DATA FOR THIS EXERCISE:
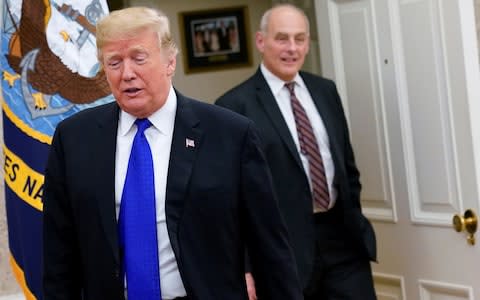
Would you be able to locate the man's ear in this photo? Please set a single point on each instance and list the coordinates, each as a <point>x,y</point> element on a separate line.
<point>171,66</point>
<point>259,41</point>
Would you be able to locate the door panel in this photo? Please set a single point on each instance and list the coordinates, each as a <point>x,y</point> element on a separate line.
<point>408,74</point>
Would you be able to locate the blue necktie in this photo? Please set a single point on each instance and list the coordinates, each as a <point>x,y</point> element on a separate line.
<point>137,221</point>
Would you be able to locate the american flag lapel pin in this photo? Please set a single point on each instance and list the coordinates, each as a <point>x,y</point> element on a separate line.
<point>189,143</point>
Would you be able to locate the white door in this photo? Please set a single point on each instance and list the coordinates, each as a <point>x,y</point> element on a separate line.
<point>408,73</point>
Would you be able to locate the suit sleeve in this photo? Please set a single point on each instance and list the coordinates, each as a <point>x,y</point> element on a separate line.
<point>61,272</point>
<point>272,262</point>
<point>353,175</point>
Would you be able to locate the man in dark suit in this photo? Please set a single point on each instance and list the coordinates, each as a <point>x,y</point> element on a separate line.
<point>318,191</point>
<point>213,195</point>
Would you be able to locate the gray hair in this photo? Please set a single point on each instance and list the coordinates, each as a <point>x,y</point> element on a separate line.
<point>266,16</point>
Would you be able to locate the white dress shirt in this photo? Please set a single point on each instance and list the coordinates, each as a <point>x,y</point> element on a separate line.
<point>159,137</point>
<point>282,97</point>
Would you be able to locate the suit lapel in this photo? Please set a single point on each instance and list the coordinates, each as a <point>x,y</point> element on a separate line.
<point>329,116</point>
<point>267,101</point>
<point>104,181</point>
<point>185,142</point>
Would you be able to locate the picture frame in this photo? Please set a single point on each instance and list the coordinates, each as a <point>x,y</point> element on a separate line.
<point>215,39</point>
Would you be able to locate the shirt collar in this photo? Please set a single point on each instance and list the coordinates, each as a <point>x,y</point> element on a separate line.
<point>276,84</point>
<point>163,119</point>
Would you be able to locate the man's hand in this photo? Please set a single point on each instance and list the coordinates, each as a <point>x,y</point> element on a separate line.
<point>252,293</point>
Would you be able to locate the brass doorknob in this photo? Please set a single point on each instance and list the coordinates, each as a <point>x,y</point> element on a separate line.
<point>468,223</point>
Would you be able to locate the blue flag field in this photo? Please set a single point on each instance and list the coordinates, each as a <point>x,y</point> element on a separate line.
<point>49,72</point>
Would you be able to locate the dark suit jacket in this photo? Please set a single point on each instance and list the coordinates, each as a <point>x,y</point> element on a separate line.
<point>254,99</point>
<point>219,200</point>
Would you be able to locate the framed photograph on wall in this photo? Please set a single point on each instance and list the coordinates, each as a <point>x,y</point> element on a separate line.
<point>215,39</point>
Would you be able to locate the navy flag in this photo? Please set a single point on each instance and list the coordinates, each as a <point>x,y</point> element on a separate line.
<point>49,72</point>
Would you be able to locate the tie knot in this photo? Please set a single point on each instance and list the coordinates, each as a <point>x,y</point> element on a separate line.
<point>291,87</point>
<point>142,124</point>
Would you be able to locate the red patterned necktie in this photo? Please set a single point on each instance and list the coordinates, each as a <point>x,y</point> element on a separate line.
<point>309,147</point>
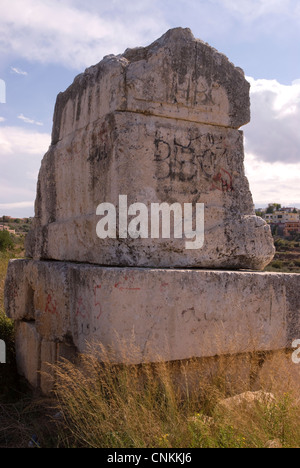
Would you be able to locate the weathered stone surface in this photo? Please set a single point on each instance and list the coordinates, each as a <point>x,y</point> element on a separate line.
<point>170,314</point>
<point>158,124</point>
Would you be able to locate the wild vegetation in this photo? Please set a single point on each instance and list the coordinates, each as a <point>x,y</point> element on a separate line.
<point>105,405</point>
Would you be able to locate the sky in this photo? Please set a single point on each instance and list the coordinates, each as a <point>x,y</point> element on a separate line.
<point>44,44</point>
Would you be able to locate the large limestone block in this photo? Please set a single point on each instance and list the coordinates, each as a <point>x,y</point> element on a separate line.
<point>158,125</point>
<point>177,76</point>
<point>166,314</point>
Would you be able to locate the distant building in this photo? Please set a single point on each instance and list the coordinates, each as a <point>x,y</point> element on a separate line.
<point>3,227</point>
<point>286,220</point>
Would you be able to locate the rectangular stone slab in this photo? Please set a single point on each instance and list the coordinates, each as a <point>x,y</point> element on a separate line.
<point>166,313</point>
<point>150,161</point>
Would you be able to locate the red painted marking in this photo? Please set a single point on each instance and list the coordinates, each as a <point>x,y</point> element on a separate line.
<point>97,304</point>
<point>81,310</point>
<point>51,306</point>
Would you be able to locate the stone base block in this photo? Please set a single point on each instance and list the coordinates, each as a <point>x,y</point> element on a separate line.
<point>143,314</point>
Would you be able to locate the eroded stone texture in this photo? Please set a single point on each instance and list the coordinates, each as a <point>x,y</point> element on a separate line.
<point>166,314</point>
<point>158,124</point>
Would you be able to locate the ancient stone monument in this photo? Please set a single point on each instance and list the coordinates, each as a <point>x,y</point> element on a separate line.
<point>154,129</point>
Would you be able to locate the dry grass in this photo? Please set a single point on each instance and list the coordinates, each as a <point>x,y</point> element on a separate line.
<point>146,406</point>
<point>156,406</point>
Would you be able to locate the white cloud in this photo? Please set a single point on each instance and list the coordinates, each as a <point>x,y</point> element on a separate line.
<point>30,121</point>
<point>273,134</point>
<point>272,142</point>
<point>18,71</point>
<point>16,140</point>
<point>10,206</point>
<point>21,152</point>
<point>74,33</point>
<point>273,182</point>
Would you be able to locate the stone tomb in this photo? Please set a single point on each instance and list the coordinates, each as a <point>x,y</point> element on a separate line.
<point>159,125</point>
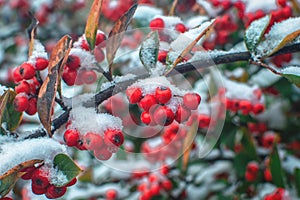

PROBLEM STATEMENT: Rewrite the items from the line with "Would you be able to locate the framed" up to and including the line with "<point>142,124</point>", keeping the requests as they are. Multiply every coordinate in the answer points by 0.45 and round each to a whole number, with halves rounding up.

CORRECT RESPONSE:
Would you be able to locate the framed photograph on wall in this photo? Please set a single point on each instance and list the coordinates, each as a <point>x,y</point> element on a separate line.
<point>97,18</point>
Would you be able to locate the navy flag in this photo? Please set a single point on each instance and list the coordinates, each as a <point>x,y</point> element on a separate line.
<point>22,32</point>
Would you be able to locate the tie knot in this photo? Please set a single point on each instance and list the coordinates, each as a <point>x,y</point> element on a separate line.
<point>131,39</point>
<point>64,56</point>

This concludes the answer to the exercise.